Exercise task – Reproduce the data below verbatim, line for line.

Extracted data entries
- - - - - - -

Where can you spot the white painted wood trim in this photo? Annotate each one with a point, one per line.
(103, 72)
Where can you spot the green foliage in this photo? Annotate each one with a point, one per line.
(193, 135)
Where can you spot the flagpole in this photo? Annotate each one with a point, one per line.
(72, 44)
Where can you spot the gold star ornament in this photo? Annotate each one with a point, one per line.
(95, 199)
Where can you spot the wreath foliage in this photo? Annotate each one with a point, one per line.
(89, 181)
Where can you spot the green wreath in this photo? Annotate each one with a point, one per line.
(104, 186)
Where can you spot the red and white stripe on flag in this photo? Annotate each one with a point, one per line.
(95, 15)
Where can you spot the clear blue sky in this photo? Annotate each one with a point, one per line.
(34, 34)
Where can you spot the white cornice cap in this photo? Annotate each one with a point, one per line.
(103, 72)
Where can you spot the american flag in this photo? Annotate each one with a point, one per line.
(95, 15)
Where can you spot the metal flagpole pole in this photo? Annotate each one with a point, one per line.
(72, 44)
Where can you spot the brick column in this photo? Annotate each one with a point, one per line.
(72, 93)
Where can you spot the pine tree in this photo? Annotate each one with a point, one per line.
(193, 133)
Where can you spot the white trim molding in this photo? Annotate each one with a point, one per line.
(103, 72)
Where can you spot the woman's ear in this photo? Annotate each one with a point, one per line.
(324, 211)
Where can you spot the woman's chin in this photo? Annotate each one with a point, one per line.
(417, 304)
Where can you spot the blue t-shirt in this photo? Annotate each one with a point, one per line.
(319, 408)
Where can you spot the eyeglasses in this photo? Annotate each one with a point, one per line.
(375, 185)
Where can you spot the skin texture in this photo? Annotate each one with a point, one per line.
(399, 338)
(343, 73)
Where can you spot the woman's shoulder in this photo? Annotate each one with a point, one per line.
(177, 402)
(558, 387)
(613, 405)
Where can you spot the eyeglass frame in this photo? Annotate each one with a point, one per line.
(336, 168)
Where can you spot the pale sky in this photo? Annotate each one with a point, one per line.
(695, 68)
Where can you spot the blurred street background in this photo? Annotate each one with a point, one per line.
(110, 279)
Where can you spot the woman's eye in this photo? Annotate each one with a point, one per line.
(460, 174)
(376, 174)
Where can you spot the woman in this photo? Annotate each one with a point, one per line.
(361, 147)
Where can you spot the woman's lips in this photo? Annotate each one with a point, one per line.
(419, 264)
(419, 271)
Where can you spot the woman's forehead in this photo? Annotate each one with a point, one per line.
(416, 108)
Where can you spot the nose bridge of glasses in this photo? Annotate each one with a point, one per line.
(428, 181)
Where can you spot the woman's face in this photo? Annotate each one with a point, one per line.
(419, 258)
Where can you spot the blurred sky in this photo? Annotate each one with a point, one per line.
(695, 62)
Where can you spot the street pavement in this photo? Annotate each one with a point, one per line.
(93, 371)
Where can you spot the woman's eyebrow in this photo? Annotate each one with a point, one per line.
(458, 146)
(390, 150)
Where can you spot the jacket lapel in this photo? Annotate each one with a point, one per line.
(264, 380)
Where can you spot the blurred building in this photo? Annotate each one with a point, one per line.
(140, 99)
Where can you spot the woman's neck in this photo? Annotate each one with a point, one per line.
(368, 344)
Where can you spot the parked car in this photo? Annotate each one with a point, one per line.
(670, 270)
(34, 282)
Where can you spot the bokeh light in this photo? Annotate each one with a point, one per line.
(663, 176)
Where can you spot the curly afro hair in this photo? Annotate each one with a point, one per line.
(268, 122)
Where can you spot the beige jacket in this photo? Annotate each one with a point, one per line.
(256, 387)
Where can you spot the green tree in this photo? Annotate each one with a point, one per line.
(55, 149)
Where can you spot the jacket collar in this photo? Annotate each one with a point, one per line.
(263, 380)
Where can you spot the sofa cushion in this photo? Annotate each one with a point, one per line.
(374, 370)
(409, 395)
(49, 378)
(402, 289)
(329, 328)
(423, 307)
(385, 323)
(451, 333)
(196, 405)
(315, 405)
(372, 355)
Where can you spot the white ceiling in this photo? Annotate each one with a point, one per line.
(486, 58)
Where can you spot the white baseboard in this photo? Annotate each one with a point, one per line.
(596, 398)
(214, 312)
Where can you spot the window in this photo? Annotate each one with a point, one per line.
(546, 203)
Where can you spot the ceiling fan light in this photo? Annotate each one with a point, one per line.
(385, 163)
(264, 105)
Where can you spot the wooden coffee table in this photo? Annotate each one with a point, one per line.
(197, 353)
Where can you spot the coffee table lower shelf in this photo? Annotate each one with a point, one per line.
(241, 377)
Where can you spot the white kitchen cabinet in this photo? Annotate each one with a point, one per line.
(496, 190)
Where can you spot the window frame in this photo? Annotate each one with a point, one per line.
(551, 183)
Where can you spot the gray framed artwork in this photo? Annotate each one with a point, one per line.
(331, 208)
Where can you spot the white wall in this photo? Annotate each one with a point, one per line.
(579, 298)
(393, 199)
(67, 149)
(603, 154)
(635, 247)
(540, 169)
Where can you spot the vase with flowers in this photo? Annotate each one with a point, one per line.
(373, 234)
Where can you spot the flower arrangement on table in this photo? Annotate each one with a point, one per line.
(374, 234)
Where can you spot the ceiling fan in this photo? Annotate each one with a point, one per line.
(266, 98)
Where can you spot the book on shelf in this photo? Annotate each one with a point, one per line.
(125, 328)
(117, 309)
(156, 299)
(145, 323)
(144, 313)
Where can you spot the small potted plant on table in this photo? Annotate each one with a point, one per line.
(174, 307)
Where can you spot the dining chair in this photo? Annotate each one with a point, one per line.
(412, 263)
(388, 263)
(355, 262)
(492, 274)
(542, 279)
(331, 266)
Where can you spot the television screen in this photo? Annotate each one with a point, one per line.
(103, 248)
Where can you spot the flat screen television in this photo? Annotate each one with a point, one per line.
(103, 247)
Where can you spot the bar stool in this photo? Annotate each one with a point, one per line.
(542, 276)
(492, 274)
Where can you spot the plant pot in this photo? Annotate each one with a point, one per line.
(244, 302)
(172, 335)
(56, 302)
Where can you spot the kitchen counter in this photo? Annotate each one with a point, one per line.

- - - - - - -

Output of the exercise –
Where can you spot the white painted wood trim in this photo? Annotate each one with a point, one per line.
(103, 72)
Where can you spot the green foliage in this photo? Annotate each one with a point, one per line.
(193, 135)
Where can you spot the flagpole in this photo? Annotate each one with a point, one per line.
(72, 44)
Where can you spot the gold star ornament in this photo? Annotate each one with a point, one per line.
(95, 199)
Where can you spot the wreath foliage in this photo? Annotate each one with a point, one per line.
(89, 181)
Where can you spot the green wreath in this photo? Annotate each one with a point, one per line.
(104, 186)
Where can you spot the red and white stripe on flag in this photo? Annotate each one with a point, one per line.
(95, 15)
Where can you spot the clear blue sky in this photo? Annotate each one with a point, one per line.
(34, 34)
Where can you spot the white cornice cap in this photo? Annotate each one with a point, one per line.
(103, 72)
Where can you spot the american flag in this photo? Annotate each one with a point, one per line.
(95, 15)
Where can you spot the metal flagpole pole in this photo? Annotate each one with a point, one per line.
(72, 44)
Where can you spot the brick column in this photo? Annotate each one with a point, one per line.
(72, 93)
Where can you spot the pine tree in this photo? Annotate each one with a point, one per line.
(193, 133)
Where can you spot the white trim molding in this photo? Annotate each one with a point, one per line.
(103, 72)
Where can you spot the woman's ear in this photo? Annotate each one with a point, one per line.
(324, 211)
Where can you spot the woman's chin in this photo? Annotate each one with a point, one per line.
(417, 304)
Where can you spot the blue t-shirt in this photo? Annotate each one with a point, one per line.
(319, 408)
Where can you spot the eyeglasses in this photo? Annotate each one with a point, one per line.
(375, 185)
Where can you spot the skin texture in this photo? Annotate each one with a point, one per line.
(399, 338)
(343, 73)
Where can you spot the woman's shoulder in this photo? Annotate each one with a point, one per line.
(177, 402)
(558, 387)
(613, 405)
Where can you spot the eyeglass frame in this photo? Annotate each one with a point, one per line.
(336, 168)
Where can you spot the pale sky in this photo? Annotate each one with a point, one per line.
(695, 68)
Where can you spot the blurred street background in this photo? Annotate each one with a point, one per line.
(110, 279)
Where can you spot the woman's eye in this photo? Annotate each one with a point, one per line.
(460, 174)
(376, 174)
Where can you spot the woman in this photo? Annotate each one with a point, one per line.
(361, 147)
Where can you spot the woman's lips in this photo? Annotate each one with a point, one per line.
(419, 264)
(419, 271)
Where can you spot the woman's forehead in this photo? Annotate each one with a point, one per line.
(416, 108)
Where can you spot the nose bridge of glasses in this photo? Annotate each one with a point, one per line.
(428, 181)
Where can you spot the woman's face in this photo? Annotate each one with a point, one per line.
(419, 258)
Where can you spot the blurred sky in this photo? Annotate each one with a point, one per line.
(695, 62)
Where can you spot the street pavement in this photo? Annotate each one with a point, one per line.
(93, 371)
Where can you spot the woman's eyebrow in this photo? Annotate each one with a point, one per line.
(458, 146)
(390, 150)
Where can you spot the jacket lapel in this photo? Annotate each one with a point, one per line.
(264, 380)
Where can you spot the blurred building in this photo? Annotate each one with a point, one per line.
(140, 99)
Where can you spot the woman's neck in this photo? Annotate each one with a point, one per line.
(368, 344)
Where can you spot the parked car in this photo? Annotate each one with a point, one per line.
(670, 270)
(34, 282)
Where can you spot the bokeh light in this photo? Annotate each one with a point, one per line.
(663, 176)
Where can you spot the curly afro hair in this photo? Annotate each one with a point, one per line.
(268, 122)
Where can you spot the beige jacket in this photo? Annotate each one with a point, one per line.
(256, 387)
Where can you spot the green tree in this photo? Annotate each one with a point, one per line.
(55, 149)
Where can you spot the jacket collar in this photo? Annotate each one with a point, one per line.
(263, 380)
Where can you spot the sofa cushion in this photo? Annotate each one with a point, one per line.
(374, 370)
(409, 395)
(49, 378)
(402, 289)
(329, 328)
(423, 307)
(385, 323)
(451, 333)
(196, 405)
(315, 405)
(372, 355)
Where can you spot the white ceiling in this photo? Annotate each one with a point, one per line.
(486, 58)
Where can you spot the white baseboard in this photo? Annotate each one with a point, one per line.
(596, 398)
(214, 312)
Where can you spot the window in this photo? Annotate each one with a point, one per line.
(546, 203)
Where can you spot the ceiling fan light in this photo? Annotate each one with a point, one per line.
(385, 163)
(264, 105)
Where can you spot the wooden coffee table in this photo? Annotate each one with a point, one per line.
(197, 353)
Where can you spot the coffee table lower shelf in this photo? Annotate each one with a point, one per line.
(241, 377)
Where can you spot the white kitchen cabinet in this photo? Annotate each one with a point, one per line.
(496, 190)
Where can you spot the window frame in this photo? Annotate each one with a point, one per line.
(551, 183)
Where can you spot the gray framed artwork in this photo? Annotate each one with a point, one per line.
(331, 208)
Where can you spot the white wall in this photo? Annotate each one with a point, one per line.
(579, 298)
(393, 199)
(67, 149)
(603, 154)
(635, 247)
(540, 169)
Where can you spot the vase with flowers in this photo? Annotate each one with a point, one per line.
(373, 234)
Where can you spot the flower arrangement on table in this photo? Annotate each one with a point, one per line.
(374, 234)
Where can you spot the ceiling fan in this photo? Annotate each one with a point, one per line.
(266, 98)
Where can you spot the book on shelf in this photo? Annotate each one with a point, one per line.
(125, 328)
(117, 309)
(156, 299)
(145, 323)
(144, 313)
Where can you spot the small potted plant on table in this photo? Annotate each one with a point, one per line.
(174, 307)
Where can you spot the dining chair in this photo? Annotate each one with a point, one per line.
(412, 263)
(388, 263)
(355, 262)
(492, 274)
(542, 279)
(331, 266)
Where can you spot the television screen in this photo? Annotate each one with a point, one per line.
(103, 248)
Where can you spot the flat screen television in this photo? Annotate each one with a point, one per line.
(103, 247)
Where can you spot the bar stool in this photo? Annotate each one with a point, one per line.
(542, 276)
(492, 274)
Where can you spot the plant pot in this photo? Annotate each one with a point, one per line.
(244, 302)
(172, 335)
(56, 302)
Where can you spot the kitchen counter in this photo? Annotate each one with a point, one per line.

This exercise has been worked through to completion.